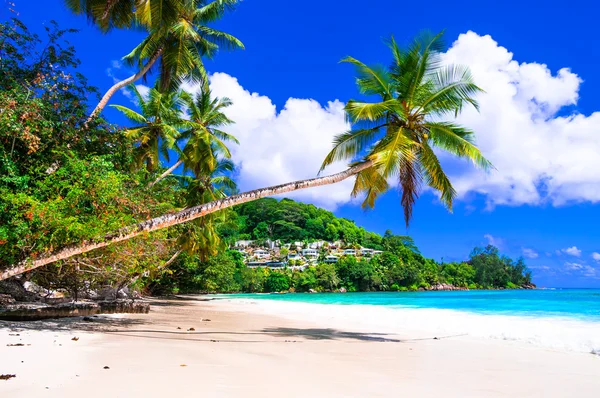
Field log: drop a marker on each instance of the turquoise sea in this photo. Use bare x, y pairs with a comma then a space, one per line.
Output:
564, 319
583, 304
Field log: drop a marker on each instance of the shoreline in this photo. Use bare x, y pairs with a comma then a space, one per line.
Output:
239, 349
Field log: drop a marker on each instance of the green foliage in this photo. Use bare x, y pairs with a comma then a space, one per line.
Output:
398, 133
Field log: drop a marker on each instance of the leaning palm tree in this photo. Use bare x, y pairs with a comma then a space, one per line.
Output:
393, 139
109, 14
202, 133
177, 44
156, 131
397, 134
201, 236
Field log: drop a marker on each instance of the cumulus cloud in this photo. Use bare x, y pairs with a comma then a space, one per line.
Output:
529, 253
494, 240
540, 157
572, 251
279, 146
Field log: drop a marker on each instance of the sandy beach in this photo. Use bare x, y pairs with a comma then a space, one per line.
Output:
195, 346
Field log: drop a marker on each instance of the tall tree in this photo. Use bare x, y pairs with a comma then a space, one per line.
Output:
416, 92
398, 132
205, 141
178, 36
157, 126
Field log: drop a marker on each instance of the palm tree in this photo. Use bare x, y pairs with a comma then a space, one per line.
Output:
157, 126
201, 237
109, 14
397, 134
204, 138
178, 42
394, 139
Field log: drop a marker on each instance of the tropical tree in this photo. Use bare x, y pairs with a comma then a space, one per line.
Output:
157, 126
205, 141
416, 92
201, 235
397, 134
178, 37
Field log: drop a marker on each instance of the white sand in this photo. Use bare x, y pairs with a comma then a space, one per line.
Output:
243, 353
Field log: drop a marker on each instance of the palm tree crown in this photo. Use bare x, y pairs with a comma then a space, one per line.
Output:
397, 134
183, 41
157, 125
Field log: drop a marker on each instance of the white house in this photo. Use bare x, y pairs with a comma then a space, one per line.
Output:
294, 256
310, 253
349, 252
366, 252
260, 253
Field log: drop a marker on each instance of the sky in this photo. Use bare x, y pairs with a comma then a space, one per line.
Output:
539, 121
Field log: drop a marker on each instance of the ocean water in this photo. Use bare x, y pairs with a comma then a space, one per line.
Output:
564, 319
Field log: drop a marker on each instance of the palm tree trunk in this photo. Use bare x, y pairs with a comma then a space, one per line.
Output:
123, 83
179, 217
166, 173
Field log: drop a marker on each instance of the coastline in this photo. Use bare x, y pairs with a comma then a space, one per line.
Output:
246, 350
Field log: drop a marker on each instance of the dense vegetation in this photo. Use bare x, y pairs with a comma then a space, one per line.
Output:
399, 268
69, 179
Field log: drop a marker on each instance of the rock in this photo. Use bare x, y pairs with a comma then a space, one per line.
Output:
35, 311
6, 299
14, 288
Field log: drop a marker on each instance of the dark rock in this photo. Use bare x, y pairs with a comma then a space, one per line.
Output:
35, 311
6, 299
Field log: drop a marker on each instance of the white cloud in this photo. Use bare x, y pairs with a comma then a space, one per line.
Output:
573, 266
282, 146
572, 251
494, 240
539, 156
529, 253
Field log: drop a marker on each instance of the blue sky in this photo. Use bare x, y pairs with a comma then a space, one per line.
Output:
542, 202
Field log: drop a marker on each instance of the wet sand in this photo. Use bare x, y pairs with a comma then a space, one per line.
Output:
241, 352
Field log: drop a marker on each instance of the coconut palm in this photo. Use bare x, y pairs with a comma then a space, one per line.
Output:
203, 135
109, 14
157, 126
398, 133
393, 138
201, 236
177, 44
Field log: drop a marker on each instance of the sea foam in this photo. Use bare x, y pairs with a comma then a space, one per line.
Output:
550, 332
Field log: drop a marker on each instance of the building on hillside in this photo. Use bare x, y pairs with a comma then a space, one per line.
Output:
310, 253
294, 256
349, 252
260, 253
366, 252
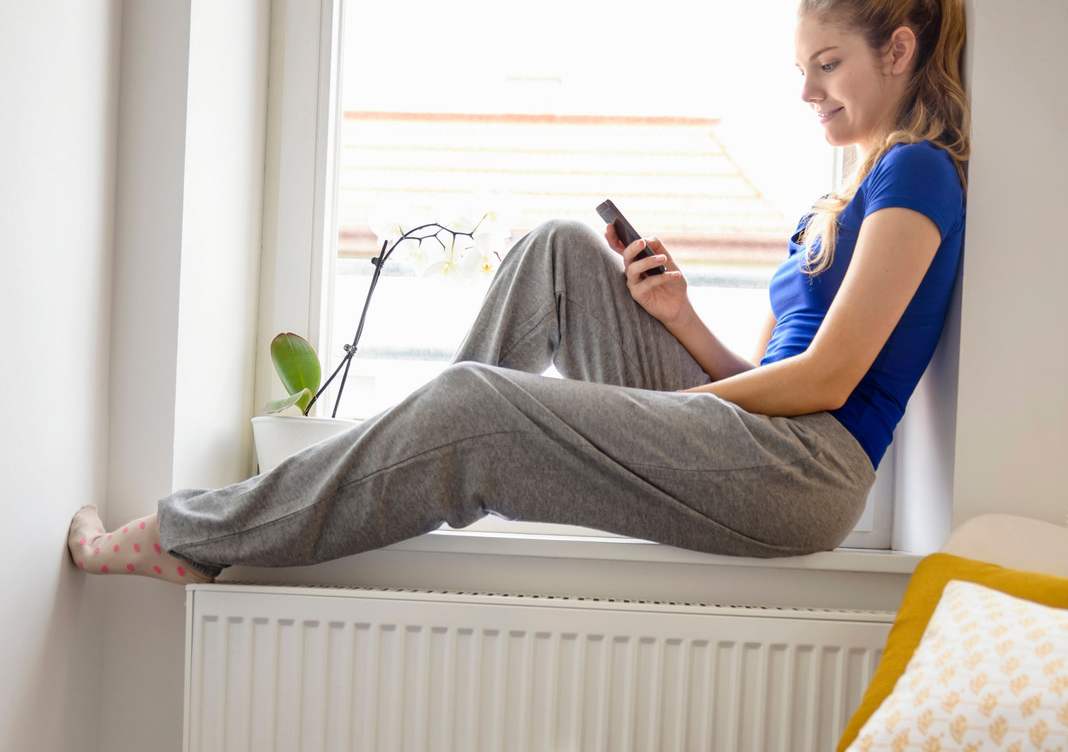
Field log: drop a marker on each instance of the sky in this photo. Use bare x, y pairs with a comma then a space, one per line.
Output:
733, 61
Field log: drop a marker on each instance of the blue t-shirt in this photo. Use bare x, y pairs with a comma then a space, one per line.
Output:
916, 176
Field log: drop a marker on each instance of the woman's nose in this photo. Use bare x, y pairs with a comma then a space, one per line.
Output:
810, 92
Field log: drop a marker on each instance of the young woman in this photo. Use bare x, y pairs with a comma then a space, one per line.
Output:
658, 431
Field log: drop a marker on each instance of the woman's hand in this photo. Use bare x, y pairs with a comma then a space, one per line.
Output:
662, 296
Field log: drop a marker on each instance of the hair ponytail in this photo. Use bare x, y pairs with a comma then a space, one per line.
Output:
935, 107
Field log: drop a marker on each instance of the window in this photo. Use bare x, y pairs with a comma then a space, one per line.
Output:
694, 129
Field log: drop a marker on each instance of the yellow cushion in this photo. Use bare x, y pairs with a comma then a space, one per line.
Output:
921, 597
989, 674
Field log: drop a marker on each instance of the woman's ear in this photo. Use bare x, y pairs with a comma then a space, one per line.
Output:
900, 51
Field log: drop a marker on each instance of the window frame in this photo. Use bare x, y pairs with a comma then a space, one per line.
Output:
298, 261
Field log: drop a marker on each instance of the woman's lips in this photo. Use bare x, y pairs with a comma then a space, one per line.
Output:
825, 115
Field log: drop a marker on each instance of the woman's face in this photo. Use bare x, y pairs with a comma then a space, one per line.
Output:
847, 84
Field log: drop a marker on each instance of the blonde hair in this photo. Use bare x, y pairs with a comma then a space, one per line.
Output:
935, 107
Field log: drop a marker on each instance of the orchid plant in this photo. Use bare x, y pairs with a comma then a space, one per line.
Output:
472, 244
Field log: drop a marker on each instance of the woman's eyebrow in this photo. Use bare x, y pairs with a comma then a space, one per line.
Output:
819, 52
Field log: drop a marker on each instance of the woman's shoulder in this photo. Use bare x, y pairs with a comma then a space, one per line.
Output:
919, 176
915, 160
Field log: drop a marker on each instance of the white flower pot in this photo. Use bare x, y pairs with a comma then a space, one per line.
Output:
278, 437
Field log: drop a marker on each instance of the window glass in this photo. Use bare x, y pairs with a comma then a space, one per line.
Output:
691, 123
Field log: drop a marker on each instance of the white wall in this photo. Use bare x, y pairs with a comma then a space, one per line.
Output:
1012, 402
187, 240
58, 89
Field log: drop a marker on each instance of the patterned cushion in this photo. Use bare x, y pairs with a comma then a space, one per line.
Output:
990, 673
922, 596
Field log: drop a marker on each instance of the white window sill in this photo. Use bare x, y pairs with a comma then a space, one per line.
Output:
613, 548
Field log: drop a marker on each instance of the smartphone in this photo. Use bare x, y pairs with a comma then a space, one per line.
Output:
626, 232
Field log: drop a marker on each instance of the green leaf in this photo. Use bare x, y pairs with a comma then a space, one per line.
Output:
301, 400
296, 363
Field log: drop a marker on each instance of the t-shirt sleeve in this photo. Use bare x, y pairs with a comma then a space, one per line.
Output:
921, 177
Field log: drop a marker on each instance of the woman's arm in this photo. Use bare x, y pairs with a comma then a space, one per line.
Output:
894, 249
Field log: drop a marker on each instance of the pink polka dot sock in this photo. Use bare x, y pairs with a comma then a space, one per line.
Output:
130, 549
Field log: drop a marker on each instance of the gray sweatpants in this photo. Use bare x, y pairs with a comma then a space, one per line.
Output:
613, 445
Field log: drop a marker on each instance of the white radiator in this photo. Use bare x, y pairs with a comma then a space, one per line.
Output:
288, 669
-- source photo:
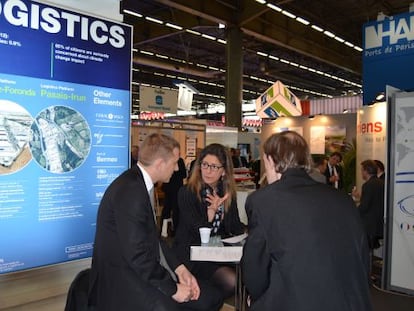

■ ■ ■

# Task to complete
Using the records, report how many lines contain the word "cloud", adding no other text.

# Answer to the problem
2